EXERCISE BRIEF
Rewrite everything from the line containing "of the sedimentary" down to the line containing "[[34, 560], [367, 471], [373, 365], [150, 561]]", substituting "sedimentary rock stratum" for "sedimentary rock layer" and leaving all else unchanged.

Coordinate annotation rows

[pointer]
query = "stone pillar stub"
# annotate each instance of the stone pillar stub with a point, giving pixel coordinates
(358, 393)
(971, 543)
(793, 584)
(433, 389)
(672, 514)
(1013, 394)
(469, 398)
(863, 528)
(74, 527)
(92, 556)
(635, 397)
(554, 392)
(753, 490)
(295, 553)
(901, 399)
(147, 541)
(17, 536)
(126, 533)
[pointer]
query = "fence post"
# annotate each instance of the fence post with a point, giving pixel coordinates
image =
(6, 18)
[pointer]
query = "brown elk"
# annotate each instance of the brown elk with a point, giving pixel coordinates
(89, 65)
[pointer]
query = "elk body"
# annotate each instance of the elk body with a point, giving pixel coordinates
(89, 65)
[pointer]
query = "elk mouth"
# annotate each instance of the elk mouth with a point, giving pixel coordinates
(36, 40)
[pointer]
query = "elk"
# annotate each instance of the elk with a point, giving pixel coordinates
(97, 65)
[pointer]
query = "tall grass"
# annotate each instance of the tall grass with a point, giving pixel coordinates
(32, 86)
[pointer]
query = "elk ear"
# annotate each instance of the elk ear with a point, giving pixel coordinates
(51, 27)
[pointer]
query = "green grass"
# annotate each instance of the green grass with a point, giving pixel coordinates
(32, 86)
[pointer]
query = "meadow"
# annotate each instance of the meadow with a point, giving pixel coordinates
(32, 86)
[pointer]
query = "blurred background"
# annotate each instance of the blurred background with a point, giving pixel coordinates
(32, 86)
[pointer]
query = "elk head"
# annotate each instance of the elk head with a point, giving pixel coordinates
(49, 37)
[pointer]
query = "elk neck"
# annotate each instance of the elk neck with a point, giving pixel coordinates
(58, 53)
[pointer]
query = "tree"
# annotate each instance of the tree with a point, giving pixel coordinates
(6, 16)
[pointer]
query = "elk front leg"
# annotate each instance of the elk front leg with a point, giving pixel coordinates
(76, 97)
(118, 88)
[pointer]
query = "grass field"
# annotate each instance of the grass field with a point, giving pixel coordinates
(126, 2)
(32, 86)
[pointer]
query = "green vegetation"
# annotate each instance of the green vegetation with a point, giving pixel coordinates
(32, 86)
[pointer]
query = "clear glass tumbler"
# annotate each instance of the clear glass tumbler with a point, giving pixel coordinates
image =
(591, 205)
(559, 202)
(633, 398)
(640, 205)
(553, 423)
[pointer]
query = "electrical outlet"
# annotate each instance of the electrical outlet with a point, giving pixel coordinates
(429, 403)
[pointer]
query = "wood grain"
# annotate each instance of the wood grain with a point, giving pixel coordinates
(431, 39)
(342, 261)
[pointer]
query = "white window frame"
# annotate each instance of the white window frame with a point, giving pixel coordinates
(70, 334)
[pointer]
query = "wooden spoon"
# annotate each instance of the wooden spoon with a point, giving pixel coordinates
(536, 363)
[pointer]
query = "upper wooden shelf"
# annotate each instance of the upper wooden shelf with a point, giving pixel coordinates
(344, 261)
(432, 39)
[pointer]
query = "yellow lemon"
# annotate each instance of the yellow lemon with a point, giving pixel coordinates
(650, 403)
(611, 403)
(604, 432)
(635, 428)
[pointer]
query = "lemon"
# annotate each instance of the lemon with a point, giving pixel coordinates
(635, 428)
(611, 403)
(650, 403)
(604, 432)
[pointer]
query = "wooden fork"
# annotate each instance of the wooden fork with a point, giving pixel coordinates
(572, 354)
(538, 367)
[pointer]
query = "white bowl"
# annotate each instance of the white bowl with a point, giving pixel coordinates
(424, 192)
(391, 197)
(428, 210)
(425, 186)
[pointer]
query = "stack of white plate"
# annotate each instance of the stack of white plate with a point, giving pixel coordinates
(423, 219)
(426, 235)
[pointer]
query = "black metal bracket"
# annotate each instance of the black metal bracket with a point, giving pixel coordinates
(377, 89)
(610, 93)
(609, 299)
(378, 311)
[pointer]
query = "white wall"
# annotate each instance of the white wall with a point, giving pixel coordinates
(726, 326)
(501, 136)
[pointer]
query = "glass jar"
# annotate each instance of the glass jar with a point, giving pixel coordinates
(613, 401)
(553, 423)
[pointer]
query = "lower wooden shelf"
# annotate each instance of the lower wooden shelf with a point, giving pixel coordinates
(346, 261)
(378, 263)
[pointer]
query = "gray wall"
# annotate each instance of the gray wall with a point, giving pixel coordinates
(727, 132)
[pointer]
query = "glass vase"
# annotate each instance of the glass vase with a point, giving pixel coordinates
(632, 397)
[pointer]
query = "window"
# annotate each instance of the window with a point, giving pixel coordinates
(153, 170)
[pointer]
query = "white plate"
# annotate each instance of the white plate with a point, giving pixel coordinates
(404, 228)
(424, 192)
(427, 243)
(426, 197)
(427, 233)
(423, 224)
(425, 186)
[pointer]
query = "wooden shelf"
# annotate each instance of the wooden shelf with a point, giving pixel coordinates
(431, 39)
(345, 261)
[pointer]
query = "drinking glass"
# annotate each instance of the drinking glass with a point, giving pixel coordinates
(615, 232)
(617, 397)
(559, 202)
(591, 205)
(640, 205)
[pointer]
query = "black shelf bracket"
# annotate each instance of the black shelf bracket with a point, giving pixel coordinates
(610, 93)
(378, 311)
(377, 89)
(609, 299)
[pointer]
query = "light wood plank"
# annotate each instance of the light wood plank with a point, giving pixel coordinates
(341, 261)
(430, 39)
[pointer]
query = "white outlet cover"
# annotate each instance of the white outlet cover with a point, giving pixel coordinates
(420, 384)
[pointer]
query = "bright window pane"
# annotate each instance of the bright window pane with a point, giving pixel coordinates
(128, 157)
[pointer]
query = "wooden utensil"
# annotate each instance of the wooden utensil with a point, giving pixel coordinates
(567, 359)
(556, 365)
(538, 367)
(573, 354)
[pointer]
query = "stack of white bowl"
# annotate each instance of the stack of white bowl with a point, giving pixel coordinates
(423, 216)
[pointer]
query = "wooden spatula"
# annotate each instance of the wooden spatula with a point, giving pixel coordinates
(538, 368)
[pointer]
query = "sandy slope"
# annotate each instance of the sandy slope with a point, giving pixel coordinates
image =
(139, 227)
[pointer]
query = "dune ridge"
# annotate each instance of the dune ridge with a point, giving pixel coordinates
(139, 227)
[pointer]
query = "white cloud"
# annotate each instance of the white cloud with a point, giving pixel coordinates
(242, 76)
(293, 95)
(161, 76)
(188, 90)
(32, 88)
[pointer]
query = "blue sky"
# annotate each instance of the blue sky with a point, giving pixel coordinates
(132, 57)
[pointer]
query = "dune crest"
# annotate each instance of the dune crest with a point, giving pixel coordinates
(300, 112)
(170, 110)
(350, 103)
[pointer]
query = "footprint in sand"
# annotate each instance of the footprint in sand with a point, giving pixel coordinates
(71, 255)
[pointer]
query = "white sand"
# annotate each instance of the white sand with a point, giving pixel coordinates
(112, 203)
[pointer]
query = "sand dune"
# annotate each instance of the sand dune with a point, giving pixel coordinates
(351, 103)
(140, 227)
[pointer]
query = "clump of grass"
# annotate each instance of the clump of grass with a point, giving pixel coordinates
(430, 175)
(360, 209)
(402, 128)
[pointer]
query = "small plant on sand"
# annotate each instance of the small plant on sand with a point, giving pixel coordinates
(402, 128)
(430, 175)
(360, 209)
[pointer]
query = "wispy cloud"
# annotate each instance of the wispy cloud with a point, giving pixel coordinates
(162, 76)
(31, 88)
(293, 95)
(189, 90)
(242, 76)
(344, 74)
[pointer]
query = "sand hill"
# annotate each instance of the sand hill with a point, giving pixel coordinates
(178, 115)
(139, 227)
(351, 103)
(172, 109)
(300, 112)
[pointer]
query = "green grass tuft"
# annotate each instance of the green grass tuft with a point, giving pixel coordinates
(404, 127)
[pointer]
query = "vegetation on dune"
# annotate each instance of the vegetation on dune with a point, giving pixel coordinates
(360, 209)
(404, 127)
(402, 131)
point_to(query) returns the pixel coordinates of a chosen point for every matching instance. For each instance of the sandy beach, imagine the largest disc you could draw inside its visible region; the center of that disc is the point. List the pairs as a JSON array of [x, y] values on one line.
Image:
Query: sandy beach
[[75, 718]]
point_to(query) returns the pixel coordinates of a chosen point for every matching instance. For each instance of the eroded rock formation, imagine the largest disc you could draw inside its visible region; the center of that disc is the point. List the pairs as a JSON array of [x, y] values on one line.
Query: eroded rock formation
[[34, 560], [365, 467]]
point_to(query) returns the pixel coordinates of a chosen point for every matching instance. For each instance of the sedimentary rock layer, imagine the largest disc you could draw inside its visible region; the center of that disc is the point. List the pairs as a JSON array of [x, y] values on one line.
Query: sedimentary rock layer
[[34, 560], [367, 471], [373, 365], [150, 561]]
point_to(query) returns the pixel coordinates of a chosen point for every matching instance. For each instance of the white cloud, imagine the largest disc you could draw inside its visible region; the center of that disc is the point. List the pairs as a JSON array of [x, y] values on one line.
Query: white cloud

RIGHT ANSWER
point_to(query) returns the pixel coordinates of a chosen point for every matching instance. For each instance of the sedimentary rock stratum, imagine the largest disc you could draw inside its visible region; the center of that disc is the point. List the pairs as a JSON array of [x, y] values on one line.
Query: sedimentary rock stratum
[[34, 560], [367, 471], [373, 365], [150, 561]]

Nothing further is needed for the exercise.